Copy all of the data below exactly as it is given.

Data supplied:
------------------------------------------------

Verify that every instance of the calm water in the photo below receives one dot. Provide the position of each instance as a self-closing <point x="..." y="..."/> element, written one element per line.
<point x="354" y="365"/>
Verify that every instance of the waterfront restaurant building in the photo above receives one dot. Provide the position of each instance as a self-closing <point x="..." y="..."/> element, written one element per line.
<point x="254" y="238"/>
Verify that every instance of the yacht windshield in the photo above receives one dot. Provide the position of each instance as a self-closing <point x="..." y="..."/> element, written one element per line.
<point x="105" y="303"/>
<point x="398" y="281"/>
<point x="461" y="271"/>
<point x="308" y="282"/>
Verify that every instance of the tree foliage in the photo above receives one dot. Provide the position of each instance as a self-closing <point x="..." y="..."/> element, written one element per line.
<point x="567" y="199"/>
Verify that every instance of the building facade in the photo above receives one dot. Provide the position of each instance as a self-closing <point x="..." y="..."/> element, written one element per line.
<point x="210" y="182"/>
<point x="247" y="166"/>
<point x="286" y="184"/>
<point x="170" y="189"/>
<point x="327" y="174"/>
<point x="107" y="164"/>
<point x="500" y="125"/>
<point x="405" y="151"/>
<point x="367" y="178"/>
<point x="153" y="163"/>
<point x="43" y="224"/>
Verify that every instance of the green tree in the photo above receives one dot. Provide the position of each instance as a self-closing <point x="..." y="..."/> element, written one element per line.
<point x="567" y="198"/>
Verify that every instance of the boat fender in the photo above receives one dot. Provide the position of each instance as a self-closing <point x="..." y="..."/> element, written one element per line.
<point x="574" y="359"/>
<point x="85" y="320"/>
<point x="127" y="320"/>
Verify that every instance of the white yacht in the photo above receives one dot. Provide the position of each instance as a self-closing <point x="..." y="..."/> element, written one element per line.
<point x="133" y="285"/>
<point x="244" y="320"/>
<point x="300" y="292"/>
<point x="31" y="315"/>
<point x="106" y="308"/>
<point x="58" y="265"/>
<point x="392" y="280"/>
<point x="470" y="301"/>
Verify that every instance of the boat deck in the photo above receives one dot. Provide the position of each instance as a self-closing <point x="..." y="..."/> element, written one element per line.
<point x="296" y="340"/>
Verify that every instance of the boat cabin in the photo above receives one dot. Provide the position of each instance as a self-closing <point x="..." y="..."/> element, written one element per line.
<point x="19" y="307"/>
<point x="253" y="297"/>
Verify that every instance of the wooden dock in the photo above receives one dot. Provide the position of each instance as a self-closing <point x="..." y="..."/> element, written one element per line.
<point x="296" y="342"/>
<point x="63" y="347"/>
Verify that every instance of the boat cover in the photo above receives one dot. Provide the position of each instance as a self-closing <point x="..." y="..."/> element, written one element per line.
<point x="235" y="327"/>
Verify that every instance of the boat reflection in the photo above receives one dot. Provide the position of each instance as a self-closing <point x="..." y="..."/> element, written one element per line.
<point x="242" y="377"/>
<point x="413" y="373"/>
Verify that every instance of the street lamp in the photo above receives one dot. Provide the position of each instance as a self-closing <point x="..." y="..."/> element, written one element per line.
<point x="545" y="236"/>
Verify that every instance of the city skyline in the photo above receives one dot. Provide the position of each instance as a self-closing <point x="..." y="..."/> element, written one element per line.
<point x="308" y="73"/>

------------------------------------------------

Solution to the problem:
Verify that every instance of the calm water in the photo below receives one dot. Provide the position of each instance as a self-closing <point x="..." y="..."/> element, written one element per line.
<point x="354" y="365"/>
Verify that every instance of the waterfront restaurant building in the photo above receives one dot. Provide the position of each instance as a self-closing <point x="..." y="..."/> element, written one element per line.
<point x="254" y="238"/>
Verify that every instance of the yacht windshield in the photo above receives one dot. Provide the position of each instance as a self-closing <point x="..." y="..."/> element, written one element per line.
<point x="105" y="303"/>
<point x="398" y="281"/>
<point x="461" y="271"/>
<point x="308" y="282"/>
Verify that every instance of the tree foliage in the photo above receives one dot. Provide the position of each instance as a self-closing <point x="..." y="..."/> element, written one element per line.
<point x="567" y="199"/>
Verify that every instance of the building facade in the photo above receives one dot. Provide the position of each instance as a self-closing <point x="..." y="..."/> element, written one element per line.
<point x="210" y="182"/>
<point x="247" y="166"/>
<point x="286" y="184"/>
<point x="170" y="189"/>
<point x="327" y="174"/>
<point x="107" y="164"/>
<point x="500" y="125"/>
<point x="405" y="151"/>
<point x="367" y="178"/>
<point x="153" y="163"/>
<point x="43" y="224"/>
Verify that every instance of the green tree in the photo above receives one dot. Provide the position of each instance as a self-closing <point x="..." y="..."/> element, written one element per line.
<point x="567" y="198"/>
Verify that every instance of the boat fender in the photo above receives one dot. Provide the position of each instance as a self-closing <point x="..." y="..."/> element, written one element per line.
<point x="574" y="359"/>
<point x="85" y="320"/>
<point x="127" y="320"/>
Verify that every instance of the white yacht in the photo above receives one dot. Provide the position of each instance as a self-closing <point x="..." y="..."/> element, written one element per line.
<point x="133" y="285"/>
<point x="244" y="320"/>
<point x="300" y="292"/>
<point x="31" y="315"/>
<point x="106" y="308"/>
<point x="58" y="265"/>
<point x="392" y="280"/>
<point x="470" y="301"/>
Verify that every instance of the boat deck in the photo above receives one dot. Provide the position of each instance as a self-closing <point x="..." y="..."/> element, written one element per line.
<point x="296" y="340"/>
Verify that every instance of the boat cabin in the photo above receives one dot. Provide the position of each instance as a self-closing <point x="..." y="..."/> element, written one element per line.
<point x="19" y="307"/>
<point x="253" y="297"/>
Verify that every instance of the wooden dock in the photo above receives one dot. Provide the position of each instance as a self-closing <point x="..." y="..."/> element, written one element per line.
<point x="296" y="342"/>
<point x="63" y="347"/>
Verify that every instance of the boat cover in the photo above receives one dot. Provide the position of each instance as a self-closing <point x="..." y="..."/> element, written one element per line.
<point x="235" y="327"/>
Verify that every instance of the boat reflection in the photo above receives one dot. Provide the position of each instance as a self-closing <point x="..." y="..."/> element, written one element per line.
<point x="242" y="377"/>
<point x="413" y="373"/>
Verify that every instance of the street lamp in the photo above receives one dot. Provide the position of each instance as a self-closing <point x="..." y="..."/> element, written one element per line.
<point x="545" y="236"/>
Verify that every instance of the city skyline in the photo above receives one dot. Provide the position of each instance as a self-closing <point x="..." y="..."/> element, written one element per line.
<point x="308" y="73"/>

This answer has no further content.